WHAT IS REQUIRED
Can you write out every row below again with "paths" renamed to "shapes" and nothing else altered, omitting the pictures?

Contour labeling entries
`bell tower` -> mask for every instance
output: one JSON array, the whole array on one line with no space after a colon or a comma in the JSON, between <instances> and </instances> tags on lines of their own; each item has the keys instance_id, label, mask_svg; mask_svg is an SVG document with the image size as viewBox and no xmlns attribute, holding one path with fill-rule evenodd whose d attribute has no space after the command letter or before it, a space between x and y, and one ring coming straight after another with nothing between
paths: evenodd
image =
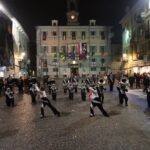
<instances>
[{"instance_id":1,"label":"bell tower","mask_svg":"<svg viewBox=\"0 0 150 150\"><path fill-rule=\"evenodd\" d=\"M79 25L78 0L67 0L67 25Z\"/></svg>"}]
</instances>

SOLVED EXERCISE
`bell tower` -> mask for every instance
output: one JSON array, the whole array on one line with no space after a colon or a comma in the JSON, between <instances> and </instances> tags on lines of their own; each item has the keys instance_id, label, mask_svg; mask_svg is an SVG document with the image size as viewBox and no xmlns attribute, holding one path with fill-rule evenodd whose d attribute has no space after the command letter or before it, a space between x and y, and one ring coming straight after another with nothing between
shapes: evenodd
image =
<instances>
[{"instance_id":1,"label":"bell tower","mask_svg":"<svg viewBox=\"0 0 150 150\"><path fill-rule=\"evenodd\" d=\"M79 25L78 0L67 0L67 25Z\"/></svg>"}]
</instances>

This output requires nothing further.